## [WHAT THIS TASK INVOLVES]
How many lines of the data below contain the string "metal"? Matching is case-sensitive; reply with the number only.

[Collected data entries]
★ ★ ★ ★ ★ ★ ★

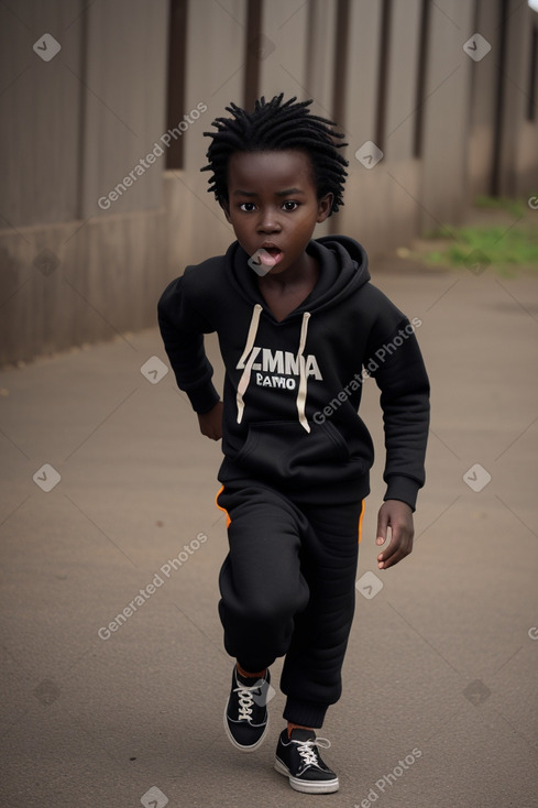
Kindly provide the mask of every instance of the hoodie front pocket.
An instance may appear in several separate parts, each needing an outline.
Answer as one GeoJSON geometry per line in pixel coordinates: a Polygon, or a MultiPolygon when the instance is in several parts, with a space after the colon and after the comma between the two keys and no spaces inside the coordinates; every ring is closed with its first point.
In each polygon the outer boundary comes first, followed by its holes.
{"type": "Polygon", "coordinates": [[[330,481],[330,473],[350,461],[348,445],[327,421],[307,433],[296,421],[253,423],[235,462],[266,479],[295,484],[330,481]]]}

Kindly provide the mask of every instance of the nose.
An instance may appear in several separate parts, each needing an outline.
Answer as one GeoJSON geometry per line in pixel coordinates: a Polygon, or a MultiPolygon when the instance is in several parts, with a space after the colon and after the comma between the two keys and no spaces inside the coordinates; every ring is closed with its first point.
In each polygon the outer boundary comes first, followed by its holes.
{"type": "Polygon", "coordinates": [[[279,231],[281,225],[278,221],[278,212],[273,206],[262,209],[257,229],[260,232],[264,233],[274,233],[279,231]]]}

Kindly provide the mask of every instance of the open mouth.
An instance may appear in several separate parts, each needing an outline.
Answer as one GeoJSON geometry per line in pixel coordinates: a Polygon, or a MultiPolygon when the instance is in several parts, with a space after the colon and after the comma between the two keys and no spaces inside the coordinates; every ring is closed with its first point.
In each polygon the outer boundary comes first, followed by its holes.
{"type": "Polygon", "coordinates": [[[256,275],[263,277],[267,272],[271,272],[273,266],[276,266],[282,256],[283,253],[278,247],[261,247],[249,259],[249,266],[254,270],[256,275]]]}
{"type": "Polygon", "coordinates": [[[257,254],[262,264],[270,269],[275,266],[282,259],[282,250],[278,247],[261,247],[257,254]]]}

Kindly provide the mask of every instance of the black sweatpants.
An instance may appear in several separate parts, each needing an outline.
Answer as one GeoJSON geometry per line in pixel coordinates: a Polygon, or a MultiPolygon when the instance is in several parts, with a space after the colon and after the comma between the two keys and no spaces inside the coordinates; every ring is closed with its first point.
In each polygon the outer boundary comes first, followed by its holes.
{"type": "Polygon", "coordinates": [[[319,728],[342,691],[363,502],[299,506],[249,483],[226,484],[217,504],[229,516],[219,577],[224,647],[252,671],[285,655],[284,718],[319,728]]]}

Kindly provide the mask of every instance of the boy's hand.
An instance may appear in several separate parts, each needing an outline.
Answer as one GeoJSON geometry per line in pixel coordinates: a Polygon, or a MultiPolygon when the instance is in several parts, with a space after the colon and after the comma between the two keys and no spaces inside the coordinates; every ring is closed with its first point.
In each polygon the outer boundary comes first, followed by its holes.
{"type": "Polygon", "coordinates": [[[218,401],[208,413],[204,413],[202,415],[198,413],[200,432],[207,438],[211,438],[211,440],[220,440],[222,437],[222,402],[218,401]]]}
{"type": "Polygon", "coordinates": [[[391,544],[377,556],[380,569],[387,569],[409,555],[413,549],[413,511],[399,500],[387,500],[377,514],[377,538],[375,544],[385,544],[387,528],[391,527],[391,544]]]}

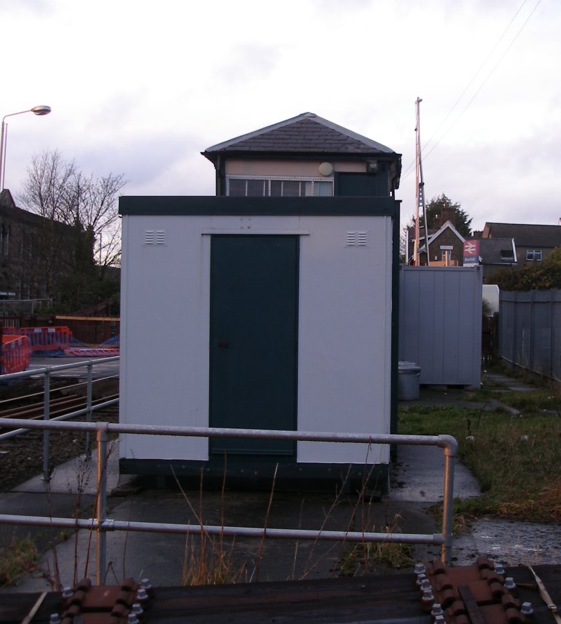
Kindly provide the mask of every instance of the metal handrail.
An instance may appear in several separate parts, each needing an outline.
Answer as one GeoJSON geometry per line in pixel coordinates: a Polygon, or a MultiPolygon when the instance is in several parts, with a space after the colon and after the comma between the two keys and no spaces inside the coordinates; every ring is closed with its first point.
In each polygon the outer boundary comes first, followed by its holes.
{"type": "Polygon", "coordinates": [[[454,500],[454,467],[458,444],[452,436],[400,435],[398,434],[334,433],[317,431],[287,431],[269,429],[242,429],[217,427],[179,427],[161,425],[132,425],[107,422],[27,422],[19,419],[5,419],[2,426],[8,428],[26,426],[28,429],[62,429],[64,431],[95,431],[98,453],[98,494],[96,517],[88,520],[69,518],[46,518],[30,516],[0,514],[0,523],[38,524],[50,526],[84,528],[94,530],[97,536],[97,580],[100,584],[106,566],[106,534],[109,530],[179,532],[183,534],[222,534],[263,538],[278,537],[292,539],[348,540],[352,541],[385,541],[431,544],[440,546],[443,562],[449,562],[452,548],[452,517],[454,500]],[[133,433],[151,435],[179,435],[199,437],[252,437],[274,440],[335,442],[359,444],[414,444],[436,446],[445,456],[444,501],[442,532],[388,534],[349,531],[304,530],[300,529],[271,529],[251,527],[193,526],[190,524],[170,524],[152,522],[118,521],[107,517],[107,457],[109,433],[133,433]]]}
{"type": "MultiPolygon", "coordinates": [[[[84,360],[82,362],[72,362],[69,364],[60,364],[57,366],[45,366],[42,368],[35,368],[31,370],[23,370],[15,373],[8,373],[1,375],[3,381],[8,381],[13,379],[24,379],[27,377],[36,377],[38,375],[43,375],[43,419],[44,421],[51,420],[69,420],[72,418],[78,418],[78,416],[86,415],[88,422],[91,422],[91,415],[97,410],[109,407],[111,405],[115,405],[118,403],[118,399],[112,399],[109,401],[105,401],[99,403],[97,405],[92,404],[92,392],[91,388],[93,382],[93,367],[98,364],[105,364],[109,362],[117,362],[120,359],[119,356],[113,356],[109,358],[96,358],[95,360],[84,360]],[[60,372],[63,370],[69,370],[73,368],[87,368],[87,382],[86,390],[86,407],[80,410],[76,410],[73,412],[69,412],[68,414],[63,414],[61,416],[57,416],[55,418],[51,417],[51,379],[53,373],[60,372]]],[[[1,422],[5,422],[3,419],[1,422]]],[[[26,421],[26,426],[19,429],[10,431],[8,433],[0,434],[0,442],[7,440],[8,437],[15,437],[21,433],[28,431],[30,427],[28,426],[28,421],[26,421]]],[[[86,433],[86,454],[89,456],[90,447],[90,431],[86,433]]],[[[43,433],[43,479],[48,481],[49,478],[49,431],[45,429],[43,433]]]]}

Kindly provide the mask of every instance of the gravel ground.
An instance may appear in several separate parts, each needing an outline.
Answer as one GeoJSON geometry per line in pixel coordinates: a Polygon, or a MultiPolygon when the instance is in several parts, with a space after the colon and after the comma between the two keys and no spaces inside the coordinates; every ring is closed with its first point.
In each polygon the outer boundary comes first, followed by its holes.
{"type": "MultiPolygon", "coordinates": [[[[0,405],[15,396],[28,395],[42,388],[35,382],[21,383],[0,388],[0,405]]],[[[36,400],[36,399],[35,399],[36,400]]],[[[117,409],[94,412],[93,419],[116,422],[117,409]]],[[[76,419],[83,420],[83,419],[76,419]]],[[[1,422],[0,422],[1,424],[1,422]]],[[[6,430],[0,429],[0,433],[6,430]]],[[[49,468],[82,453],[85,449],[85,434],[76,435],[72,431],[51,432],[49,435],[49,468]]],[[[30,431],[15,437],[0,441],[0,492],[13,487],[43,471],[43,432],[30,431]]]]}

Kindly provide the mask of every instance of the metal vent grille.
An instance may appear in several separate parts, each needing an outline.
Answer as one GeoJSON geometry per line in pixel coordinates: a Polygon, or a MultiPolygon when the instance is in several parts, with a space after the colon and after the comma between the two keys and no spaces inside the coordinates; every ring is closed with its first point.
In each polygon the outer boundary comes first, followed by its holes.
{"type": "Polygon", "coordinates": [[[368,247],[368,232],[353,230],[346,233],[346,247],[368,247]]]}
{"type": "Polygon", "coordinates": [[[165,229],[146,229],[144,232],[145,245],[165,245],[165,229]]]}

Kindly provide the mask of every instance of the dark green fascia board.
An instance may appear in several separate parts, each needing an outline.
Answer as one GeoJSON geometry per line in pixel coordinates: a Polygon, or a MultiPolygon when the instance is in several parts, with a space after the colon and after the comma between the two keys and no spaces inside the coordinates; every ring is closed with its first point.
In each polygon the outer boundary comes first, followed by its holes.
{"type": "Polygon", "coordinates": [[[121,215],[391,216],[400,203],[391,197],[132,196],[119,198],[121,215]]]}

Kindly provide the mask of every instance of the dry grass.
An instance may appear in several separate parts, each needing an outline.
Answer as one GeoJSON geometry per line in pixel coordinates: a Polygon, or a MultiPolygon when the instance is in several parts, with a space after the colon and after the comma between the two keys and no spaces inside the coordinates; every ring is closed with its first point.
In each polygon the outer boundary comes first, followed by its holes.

★ ★ ★ ★ ★ ★ ★

## [RESPONSE TO THIS EXERCISE]
2